Region annotation entries:
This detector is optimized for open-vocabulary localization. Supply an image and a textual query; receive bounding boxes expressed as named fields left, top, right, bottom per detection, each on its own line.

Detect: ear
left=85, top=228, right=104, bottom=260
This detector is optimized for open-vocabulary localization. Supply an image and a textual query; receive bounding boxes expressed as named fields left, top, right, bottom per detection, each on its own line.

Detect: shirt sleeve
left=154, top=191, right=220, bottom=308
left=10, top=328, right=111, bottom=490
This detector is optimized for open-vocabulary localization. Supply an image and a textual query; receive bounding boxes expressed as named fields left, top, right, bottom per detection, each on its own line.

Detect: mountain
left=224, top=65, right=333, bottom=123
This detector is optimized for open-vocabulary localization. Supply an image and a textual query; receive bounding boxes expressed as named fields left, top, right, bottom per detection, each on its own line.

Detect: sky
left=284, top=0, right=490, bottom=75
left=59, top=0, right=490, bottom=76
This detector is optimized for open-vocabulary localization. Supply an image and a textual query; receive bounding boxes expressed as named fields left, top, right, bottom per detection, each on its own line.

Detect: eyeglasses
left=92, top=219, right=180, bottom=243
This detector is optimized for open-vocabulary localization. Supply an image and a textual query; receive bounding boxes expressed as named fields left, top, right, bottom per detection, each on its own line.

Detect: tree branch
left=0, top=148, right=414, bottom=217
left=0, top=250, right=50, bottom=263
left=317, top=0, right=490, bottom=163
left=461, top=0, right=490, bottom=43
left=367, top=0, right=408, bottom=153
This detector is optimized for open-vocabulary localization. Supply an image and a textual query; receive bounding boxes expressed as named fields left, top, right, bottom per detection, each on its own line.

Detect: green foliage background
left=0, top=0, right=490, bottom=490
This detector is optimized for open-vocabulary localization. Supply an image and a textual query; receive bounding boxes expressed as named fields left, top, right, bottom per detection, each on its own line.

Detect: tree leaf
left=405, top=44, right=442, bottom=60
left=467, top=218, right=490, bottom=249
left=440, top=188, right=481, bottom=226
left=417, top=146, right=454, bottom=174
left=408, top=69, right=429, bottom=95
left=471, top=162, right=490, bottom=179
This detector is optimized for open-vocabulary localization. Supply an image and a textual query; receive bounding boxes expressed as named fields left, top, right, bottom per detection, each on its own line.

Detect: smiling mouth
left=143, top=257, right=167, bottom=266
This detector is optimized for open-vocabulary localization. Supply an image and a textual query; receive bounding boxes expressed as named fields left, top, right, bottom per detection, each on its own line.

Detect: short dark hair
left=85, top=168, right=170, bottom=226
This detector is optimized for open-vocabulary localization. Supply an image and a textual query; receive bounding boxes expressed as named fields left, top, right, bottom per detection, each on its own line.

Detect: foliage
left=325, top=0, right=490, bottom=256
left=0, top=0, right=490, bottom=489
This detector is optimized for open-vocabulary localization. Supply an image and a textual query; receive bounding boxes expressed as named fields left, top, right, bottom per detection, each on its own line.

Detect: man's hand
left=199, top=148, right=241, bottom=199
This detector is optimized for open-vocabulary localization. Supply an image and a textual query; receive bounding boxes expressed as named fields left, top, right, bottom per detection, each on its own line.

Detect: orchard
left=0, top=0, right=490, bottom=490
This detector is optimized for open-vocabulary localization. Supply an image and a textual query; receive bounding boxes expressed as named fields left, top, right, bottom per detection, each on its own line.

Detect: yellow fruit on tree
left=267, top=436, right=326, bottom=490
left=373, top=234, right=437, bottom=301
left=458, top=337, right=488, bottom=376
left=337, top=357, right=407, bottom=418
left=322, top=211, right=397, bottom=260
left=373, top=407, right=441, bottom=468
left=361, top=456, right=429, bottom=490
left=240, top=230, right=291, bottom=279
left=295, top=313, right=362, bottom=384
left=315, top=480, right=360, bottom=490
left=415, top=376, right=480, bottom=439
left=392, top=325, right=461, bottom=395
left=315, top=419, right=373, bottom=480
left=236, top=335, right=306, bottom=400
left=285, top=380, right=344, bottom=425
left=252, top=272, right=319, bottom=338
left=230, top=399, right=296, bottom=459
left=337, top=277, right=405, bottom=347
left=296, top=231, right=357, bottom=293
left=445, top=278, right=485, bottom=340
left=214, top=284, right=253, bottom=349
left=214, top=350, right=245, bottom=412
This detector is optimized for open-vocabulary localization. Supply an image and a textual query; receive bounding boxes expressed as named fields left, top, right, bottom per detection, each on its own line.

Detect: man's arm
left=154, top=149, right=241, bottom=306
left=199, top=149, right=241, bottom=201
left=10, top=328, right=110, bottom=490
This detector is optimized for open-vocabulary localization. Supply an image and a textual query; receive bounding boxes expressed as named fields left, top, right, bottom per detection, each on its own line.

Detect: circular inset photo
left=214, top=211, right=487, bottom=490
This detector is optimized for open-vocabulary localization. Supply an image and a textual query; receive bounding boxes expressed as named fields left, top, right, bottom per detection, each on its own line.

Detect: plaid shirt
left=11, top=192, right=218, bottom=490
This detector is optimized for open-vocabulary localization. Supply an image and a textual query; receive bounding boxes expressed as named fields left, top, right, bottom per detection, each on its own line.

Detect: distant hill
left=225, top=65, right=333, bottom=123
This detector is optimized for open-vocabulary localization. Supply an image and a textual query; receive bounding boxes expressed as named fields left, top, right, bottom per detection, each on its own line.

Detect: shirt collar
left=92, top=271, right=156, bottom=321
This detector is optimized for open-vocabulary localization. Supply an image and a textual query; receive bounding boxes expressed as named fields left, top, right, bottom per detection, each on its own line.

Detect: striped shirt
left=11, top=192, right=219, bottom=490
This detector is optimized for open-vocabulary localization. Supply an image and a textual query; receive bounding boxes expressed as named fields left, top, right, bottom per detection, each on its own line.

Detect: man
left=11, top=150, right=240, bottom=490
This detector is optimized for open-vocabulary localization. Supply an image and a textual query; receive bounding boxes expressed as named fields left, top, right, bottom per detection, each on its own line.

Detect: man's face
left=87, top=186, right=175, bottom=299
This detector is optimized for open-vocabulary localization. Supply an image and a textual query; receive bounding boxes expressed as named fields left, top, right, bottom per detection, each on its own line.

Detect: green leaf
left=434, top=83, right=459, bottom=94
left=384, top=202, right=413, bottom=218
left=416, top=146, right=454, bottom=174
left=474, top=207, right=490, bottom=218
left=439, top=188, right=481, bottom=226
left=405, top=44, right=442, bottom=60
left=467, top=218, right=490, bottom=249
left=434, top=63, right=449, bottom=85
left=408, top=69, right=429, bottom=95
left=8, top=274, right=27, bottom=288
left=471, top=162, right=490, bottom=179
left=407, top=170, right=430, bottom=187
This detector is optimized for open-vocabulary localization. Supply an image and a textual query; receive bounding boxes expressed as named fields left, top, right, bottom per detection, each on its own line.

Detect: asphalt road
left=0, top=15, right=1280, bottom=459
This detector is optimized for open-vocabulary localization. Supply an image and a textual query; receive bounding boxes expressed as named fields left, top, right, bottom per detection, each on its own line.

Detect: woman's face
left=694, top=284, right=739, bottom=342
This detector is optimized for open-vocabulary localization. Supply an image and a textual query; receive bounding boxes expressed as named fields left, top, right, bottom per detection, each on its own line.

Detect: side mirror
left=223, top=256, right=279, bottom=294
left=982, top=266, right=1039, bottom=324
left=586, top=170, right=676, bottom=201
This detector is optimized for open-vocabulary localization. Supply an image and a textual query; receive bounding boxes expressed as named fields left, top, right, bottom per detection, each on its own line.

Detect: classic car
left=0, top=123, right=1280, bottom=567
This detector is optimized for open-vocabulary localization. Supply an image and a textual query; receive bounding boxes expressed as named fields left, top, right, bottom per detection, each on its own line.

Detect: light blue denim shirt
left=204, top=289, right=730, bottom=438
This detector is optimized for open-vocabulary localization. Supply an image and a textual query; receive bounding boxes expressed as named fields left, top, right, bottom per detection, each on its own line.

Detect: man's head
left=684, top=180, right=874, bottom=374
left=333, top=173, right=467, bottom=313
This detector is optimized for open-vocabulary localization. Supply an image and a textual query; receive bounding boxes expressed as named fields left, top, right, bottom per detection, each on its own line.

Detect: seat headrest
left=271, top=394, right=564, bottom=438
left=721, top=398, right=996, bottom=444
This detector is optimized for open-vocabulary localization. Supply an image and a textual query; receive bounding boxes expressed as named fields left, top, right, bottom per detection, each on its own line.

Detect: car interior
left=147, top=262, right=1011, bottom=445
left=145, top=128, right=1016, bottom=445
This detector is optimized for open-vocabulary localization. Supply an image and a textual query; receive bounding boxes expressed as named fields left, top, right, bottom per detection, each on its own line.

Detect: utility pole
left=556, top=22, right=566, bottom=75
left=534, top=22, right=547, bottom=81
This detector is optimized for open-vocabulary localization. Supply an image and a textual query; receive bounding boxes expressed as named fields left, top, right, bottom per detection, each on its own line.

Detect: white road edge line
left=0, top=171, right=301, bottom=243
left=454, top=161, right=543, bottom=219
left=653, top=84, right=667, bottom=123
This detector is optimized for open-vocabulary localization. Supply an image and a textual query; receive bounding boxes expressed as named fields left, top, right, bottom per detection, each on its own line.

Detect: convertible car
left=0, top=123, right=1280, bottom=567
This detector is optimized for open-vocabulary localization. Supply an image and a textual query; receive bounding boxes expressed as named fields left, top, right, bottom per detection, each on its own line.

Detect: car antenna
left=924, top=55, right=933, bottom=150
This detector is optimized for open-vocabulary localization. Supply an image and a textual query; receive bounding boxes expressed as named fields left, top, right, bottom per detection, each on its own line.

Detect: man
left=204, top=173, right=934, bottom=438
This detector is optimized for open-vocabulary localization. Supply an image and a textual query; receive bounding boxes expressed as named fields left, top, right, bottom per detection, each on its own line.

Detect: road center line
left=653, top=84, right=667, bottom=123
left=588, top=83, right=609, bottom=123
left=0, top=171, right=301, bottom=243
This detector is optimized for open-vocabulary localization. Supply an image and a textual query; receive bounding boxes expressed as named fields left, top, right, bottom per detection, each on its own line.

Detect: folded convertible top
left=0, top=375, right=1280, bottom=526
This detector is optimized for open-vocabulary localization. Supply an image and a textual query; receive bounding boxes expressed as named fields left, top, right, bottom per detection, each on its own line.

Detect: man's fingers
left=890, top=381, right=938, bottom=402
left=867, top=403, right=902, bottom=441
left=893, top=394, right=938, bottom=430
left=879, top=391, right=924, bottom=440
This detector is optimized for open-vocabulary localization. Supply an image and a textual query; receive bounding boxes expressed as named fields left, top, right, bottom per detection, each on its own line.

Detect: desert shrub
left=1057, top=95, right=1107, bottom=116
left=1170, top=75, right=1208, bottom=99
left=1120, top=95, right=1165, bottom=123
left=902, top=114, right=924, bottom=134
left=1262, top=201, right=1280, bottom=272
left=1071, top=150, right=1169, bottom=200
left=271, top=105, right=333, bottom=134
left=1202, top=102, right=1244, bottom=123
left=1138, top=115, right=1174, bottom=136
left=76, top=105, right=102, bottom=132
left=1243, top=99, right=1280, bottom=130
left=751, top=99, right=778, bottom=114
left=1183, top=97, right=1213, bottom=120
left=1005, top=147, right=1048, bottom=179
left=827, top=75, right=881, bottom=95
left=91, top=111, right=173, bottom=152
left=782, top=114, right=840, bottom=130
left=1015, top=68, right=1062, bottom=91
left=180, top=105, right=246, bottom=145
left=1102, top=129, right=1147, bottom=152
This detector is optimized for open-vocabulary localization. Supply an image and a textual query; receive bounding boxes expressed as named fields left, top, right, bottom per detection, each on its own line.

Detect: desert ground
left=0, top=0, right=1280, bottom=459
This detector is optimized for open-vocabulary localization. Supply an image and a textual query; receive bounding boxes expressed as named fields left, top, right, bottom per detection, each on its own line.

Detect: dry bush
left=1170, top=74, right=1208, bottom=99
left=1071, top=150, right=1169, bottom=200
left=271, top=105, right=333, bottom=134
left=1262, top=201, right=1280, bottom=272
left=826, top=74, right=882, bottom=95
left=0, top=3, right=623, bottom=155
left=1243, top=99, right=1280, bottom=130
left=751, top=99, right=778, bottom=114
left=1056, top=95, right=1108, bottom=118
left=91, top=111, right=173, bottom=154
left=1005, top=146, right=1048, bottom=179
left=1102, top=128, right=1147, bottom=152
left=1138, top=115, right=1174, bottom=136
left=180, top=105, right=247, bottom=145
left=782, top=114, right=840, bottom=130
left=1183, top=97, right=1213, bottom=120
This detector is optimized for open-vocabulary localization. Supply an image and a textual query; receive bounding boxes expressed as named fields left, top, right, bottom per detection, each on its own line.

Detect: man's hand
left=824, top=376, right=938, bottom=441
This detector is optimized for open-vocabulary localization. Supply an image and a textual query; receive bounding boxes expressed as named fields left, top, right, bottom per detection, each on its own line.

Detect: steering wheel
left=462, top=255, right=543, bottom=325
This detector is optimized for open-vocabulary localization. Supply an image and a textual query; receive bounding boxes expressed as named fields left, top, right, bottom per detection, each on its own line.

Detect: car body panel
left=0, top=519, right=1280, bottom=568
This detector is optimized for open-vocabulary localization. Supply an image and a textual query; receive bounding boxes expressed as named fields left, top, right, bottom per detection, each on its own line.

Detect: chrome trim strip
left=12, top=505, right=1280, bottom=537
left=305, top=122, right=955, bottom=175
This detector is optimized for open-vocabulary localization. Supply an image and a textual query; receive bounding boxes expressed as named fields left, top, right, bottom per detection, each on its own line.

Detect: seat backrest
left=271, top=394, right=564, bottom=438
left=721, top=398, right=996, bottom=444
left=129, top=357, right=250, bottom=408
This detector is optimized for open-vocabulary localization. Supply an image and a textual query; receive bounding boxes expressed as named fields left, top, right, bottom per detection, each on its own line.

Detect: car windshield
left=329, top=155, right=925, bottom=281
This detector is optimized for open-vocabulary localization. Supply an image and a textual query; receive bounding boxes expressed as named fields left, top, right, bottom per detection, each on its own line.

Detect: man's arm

DIRECTIONS FOR THIS TASK:
Rewrite the lines from the start through the line that contains "Detect: ear", inclusive, as a Markdown table with the columns Row and Line. Number each row and leave out blank lines.

RESULT BELOW:
| Row | Line |
|---|---|
| 1 | This detector is optimized for open-vocabulary localization. Supply an image and a textual query; receive bounding boxes expressed as named fields left, top, right, bottom per detection, each on its own line. |
| 2 | Detect: ear |